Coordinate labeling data
= = = =

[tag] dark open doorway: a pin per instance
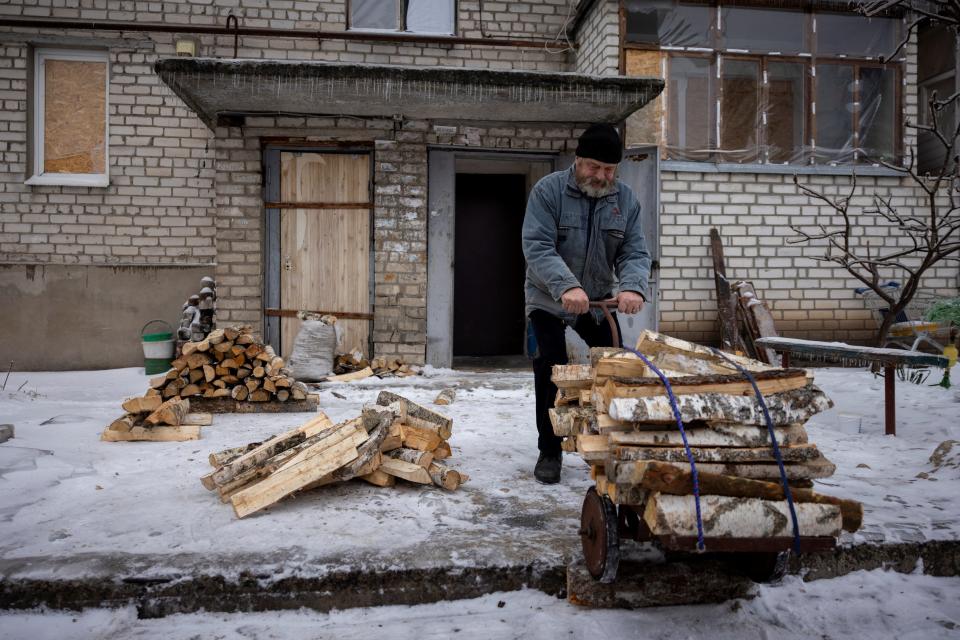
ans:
(488, 318)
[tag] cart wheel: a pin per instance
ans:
(598, 536)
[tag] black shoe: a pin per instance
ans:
(547, 470)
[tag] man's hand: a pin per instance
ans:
(575, 301)
(629, 302)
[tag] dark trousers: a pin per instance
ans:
(549, 332)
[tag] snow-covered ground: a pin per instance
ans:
(864, 604)
(73, 506)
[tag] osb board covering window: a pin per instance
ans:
(74, 118)
(644, 126)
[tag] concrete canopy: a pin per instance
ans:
(214, 87)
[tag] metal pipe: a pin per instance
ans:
(93, 25)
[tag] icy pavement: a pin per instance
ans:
(72, 506)
(863, 604)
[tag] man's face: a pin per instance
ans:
(594, 178)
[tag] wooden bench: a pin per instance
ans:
(891, 359)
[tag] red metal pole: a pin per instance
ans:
(890, 400)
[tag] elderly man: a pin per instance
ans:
(583, 242)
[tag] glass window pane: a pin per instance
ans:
(855, 35)
(669, 23)
(690, 109)
(430, 16)
(833, 137)
(763, 30)
(877, 113)
(374, 14)
(74, 116)
(786, 104)
(739, 111)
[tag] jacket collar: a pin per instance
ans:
(574, 190)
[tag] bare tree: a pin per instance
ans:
(932, 230)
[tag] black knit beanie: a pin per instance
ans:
(600, 142)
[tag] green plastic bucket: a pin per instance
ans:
(158, 348)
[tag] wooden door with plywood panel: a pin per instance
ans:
(321, 237)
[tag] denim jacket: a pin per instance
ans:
(555, 237)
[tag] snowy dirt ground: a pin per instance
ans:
(864, 604)
(73, 506)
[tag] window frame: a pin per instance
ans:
(810, 60)
(37, 135)
(403, 29)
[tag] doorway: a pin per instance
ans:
(488, 318)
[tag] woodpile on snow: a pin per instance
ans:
(230, 362)
(395, 438)
(616, 414)
(151, 418)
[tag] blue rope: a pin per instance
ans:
(683, 434)
(776, 447)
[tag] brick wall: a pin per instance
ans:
(400, 211)
(754, 212)
(599, 38)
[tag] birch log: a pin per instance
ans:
(726, 517)
(786, 408)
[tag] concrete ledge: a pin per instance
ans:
(642, 583)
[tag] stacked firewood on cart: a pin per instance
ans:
(617, 415)
(395, 438)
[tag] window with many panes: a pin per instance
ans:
(69, 118)
(413, 16)
(769, 83)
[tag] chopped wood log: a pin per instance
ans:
(716, 436)
(445, 397)
(417, 415)
(652, 343)
(444, 477)
(190, 390)
(154, 434)
(785, 408)
(420, 438)
(666, 478)
(197, 360)
(405, 470)
(413, 456)
(442, 452)
(259, 396)
(379, 478)
(172, 412)
(727, 455)
(572, 376)
(220, 458)
(394, 439)
(142, 404)
(726, 517)
(124, 423)
(294, 476)
(353, 375)
(813, 470)
(593, 449)
(298, 391)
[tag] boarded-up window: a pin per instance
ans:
(644, 126)
(71, 91)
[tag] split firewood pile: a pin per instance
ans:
(153, 419)
(229, 363)
(353, 366)
(616, 414)
(395, 438)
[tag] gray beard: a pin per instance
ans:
(593, 192)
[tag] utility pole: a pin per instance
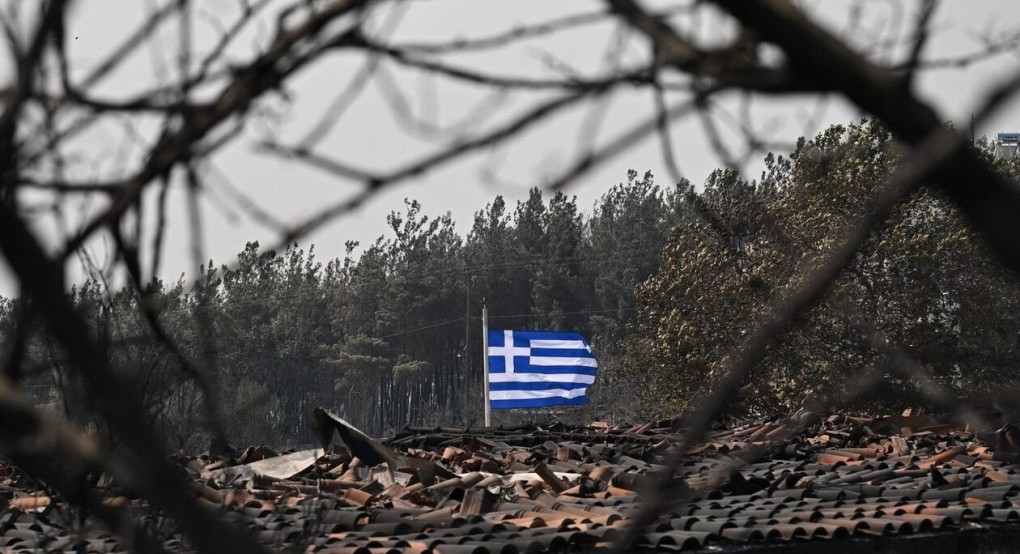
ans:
(485, 360)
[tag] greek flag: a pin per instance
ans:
(538, 368)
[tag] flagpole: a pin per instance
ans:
(485, 358)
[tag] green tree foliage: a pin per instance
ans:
(923, 281)
(390, 335)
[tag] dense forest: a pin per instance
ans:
(390, 336)
(663, 282)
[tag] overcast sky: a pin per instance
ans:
(370, 135)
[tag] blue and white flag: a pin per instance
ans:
(538, 368)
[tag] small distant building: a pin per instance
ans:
(1007, 144)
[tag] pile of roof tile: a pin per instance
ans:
(557, 488)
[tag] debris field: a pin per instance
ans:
(753, 484)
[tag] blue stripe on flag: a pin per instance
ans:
(534, 386)
(539, 368)
(561, 353)
(538, 403)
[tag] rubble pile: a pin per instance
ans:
(556, 488)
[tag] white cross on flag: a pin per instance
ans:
(539, 368)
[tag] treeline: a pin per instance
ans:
(922, 315)
(388, 336)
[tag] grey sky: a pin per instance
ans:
(371, 137)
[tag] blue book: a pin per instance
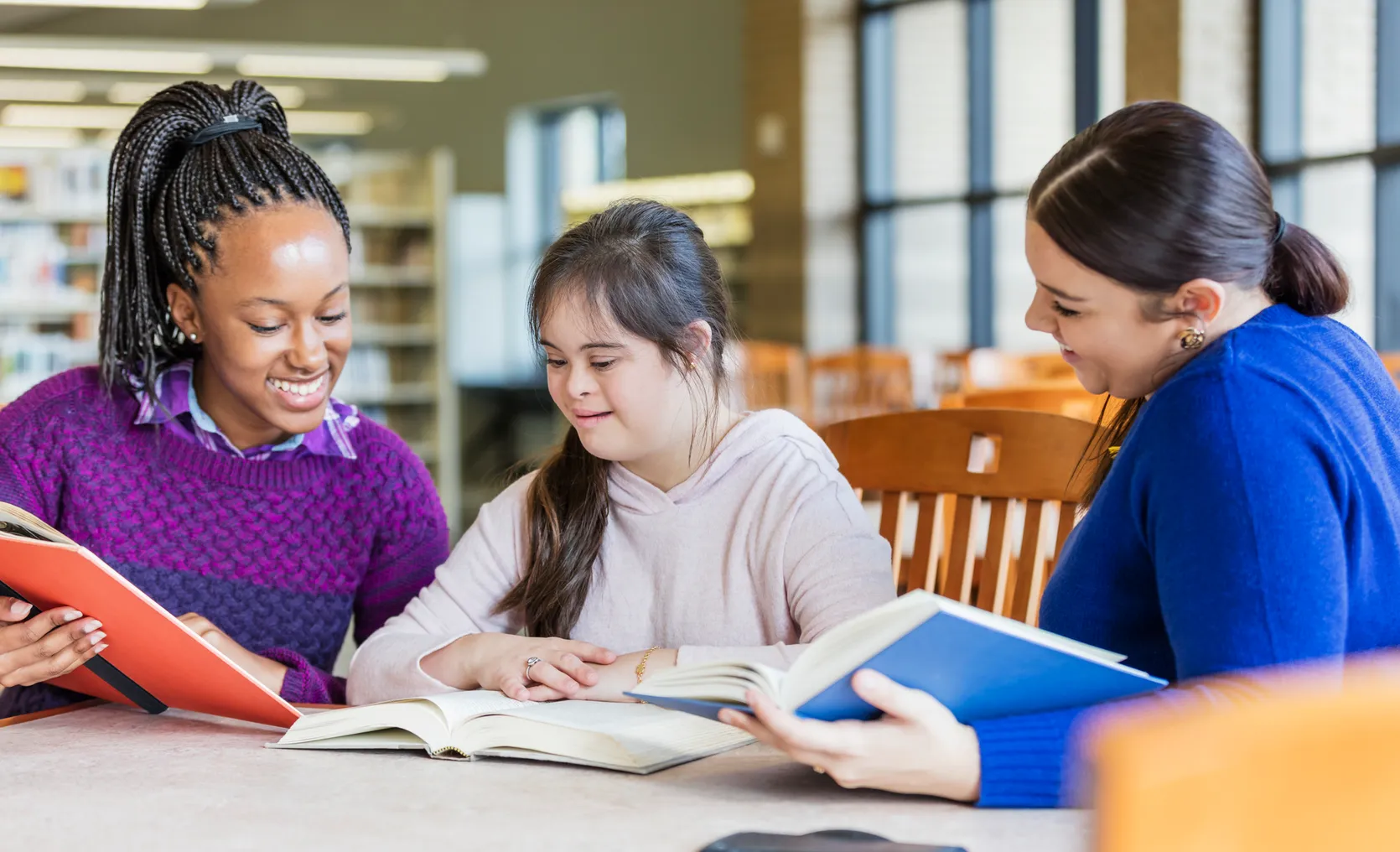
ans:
(979, 664)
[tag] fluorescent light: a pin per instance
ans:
(35, 138)
(114, 3)
(44, 115)
(343, 68)
(63, 91)
(139, 91)
(329, 123)
(106, 60)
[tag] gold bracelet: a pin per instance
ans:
(641, 666)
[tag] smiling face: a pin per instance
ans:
(622, 394)
(1103, 328)
(273, 321)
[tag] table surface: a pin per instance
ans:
(182, 781)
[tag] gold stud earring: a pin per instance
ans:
(1192, 338)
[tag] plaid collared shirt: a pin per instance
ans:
(174, 405)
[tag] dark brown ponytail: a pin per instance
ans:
(1157, 195)
(1305, 275)
(647, 268)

= = = =

= Description of the task =
Scale the rows starting at the line containing "[tag] window with" and ending at the line containing "(1007, 144)", both included, and rewrite them with their requests. Multiply every pin coordinate in the answers by 0.85, rounding to whole numbers with halves going up, and leave the pictures out.

= Reply to the exercise =
[tag] window with many panes: a pin per instance
ans:
(59, 100)
(351, 14)
(654, 71)
[tag] chopped wood log: a pin per instance
ans:
(609, 371)
(378, 337)
(354, 353)
(554, 292)
(377, 405)
(162, 332)
(131, 369)
(667, 347)
(357, 372)
(566, 406)
(167, 306)
(344, 400)
(351, 388)
(376, 384)
(220, 337)
(322, 406)
(146, 350)
(618, 387)
(486, 320)
(187, 389)
(335, 373)
(121, 343)
(617, 439)
(105, 360)
(250, 405)
(300, 319)
(691, 400)
(504, 382)
(253, 332)
[tag] boarded-up window: a pin per instance
ans:
(547, 107)
(60, 77)
[tag] split firewood pile: a pin per instance
ans:
(130, 356)
(195, 309)
(300, 311)
(524, 352)
(336, 372)
[tag] gray beard: a pin per instance
ans:
(504, 163)
[tag] utility pole: a pin per instance
ans:
(412, 306)
[tag] greek flag: a pin per instance
ans:
(457, 313)
[tag] flagpole: a pin per instance
ans:
(412, 304)
[tag] green tree foliage: a pin per instance
ans:
(785, 239)
(332, 285)
[tag] dense forest: a pin per instance
ans:
(332, 286)
(564, 240)
[tag] overcast sky: a pin per instance
ans:
(315, 115)
[tag] blue and white flag: a pin per instance
ans:
(457, 313)
[tag] small distant building: a pin per instance
ans:
(856, 122)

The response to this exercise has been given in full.